**EXTRACT TO READ**
Phlebotomist Salary Overview And Analysis

Phlebotomist Salary

Deciding to become a Phlebotomist can be a great career move. The United States Bureau of Labor has predicted an increase of 14% starting in 2006 and ending in 2016. This job is not for those who get a lump in their throat at the first sign on blood because this will be your job, to look at and handle blood all day long.

To be a Phlebotomist you must first have a high school diploma or the equivalent, which is the GED. Then you can choose to go to a secondary school or technical college and learn all the basics of the job. You must take a certification exam in order to become an actual Phlebotomist. While in school you will learn how to draw blood from all sites of the body (arm, hand, femoral area, feet, toes, etc.) You will also learn how to collect blood samples, get specimens and or blood samples prepared for laboratory analysis, prick fingers, take vital signs (blood pressure, pulse, and temperature) and also verify records.

You can expect your Phlebotomist salary to start off low just like any other career and gradually increase with years of experience and training. That being said, the average Phlebotomist salary can range anywhere from $23,850-$35,515 a year according to Salary.com. They use a basic market pricing report to come up with these figures. The United States Government Bureau of Labor Data says that the typical Phlebotomy salary is ultimately estimated by gathering a number of resources. The salary can and will also vary from job to job. It is hard to pin point the salary of a phlebotomist since they are employed in several different locations. These include hospital, nursing homes, ambulatory care centers, private medical practices as well as laboratories.

**RECORDED INFORMATION**
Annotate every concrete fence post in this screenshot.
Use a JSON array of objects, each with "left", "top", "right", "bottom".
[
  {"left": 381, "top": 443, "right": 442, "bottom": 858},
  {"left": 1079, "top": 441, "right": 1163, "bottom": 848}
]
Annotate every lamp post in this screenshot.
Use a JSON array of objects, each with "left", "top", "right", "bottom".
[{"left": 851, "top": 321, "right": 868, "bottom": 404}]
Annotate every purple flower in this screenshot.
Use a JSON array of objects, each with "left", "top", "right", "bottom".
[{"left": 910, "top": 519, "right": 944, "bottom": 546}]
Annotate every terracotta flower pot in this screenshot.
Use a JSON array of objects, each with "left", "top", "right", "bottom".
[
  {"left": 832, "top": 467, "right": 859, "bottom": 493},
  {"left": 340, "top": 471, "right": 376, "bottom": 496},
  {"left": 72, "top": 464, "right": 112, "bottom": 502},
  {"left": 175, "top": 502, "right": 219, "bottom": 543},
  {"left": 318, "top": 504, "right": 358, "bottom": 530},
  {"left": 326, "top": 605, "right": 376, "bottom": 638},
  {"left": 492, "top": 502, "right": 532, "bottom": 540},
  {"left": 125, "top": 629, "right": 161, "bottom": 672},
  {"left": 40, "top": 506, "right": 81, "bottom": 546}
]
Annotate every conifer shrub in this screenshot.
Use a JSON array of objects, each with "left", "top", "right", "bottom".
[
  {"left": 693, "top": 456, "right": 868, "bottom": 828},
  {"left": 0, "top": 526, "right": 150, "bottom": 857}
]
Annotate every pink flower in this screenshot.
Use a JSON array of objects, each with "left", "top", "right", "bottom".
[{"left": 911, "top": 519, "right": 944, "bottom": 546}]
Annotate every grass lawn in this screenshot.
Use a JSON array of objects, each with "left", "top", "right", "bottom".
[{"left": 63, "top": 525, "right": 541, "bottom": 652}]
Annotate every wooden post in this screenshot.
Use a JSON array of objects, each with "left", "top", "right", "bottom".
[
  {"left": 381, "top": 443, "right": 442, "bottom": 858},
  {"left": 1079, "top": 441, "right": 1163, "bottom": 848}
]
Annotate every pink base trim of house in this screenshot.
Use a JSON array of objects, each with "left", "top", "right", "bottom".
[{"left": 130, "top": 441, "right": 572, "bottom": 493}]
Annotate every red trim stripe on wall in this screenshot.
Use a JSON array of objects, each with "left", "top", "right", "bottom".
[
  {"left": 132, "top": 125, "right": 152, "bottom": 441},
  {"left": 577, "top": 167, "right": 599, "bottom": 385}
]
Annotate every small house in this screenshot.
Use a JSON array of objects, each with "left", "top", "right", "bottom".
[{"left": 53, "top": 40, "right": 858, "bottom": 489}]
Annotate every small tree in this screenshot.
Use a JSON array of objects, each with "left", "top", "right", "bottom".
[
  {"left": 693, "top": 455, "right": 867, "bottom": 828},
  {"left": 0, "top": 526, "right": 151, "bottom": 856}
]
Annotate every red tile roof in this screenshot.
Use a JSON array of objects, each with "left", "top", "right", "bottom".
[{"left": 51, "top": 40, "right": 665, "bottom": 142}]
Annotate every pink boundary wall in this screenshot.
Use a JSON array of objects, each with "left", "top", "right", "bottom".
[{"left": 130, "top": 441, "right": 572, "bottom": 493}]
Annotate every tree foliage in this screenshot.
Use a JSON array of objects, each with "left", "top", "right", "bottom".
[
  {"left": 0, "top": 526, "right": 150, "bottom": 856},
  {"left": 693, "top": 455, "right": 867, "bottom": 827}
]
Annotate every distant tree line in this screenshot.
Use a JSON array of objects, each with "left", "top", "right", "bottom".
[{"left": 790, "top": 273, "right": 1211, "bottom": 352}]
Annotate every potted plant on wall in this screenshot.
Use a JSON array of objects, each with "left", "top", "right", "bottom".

**WORK TO COMPLETE**
- a) Answer these about the phlebotomist salary overview:
(i) What increase did the Bureau of Labor predict, and for which years?
(ii) What exam must be taken to become an actual Phlebotomist?
(iii) What yearly salary range does Salary.com give?
- b) Pick up the phlebotomist salary overview after its final sentence and continue it.

**ANSWERS TO THE EXERCISES**
- a)
(i) An increase of 14%, starting in 2006 and ending in 2016.
(ii) A certification exam.
(iii) $23,850–$35,515 a year.

- b)
Phlebotomist salary also varies or fluctuates with consideration of the specific demographic location as well as the region. These ideas are based on a Phlebotomist that works at least 2080 hours a year, which is around 40 hours a week. That’s eight hours a day, Monday through Friday every week of the year. It is hard to get an exact physical number, although Salary.com has given their best estimate, when it comes to salaries because the US Department of Labor groups them with the other 78,600 medical science lab technologists along with all the specialists that are currently employed in the United States. Although they can not give an exact number, they can conclude that the top compensating field for a Phlebotomist is healthcare and analysis labs. So your best bet to make the most money would be to work in an analysis lab.

Phlebotomist Salary Conclusion

The average hourly and annual wages in 2009 of phlebotomists clocked in at $12.84 and hour and $26,710 a year. The hourly wages ranged anywhere from $8.28 to $18.73 an hour, depending on training and years of experience.

So as you can see, being a Phlebotomist can have its’ rewards. You just can’t count your chickens before they hatch. To sum it all up, get the training and experience for a better salary.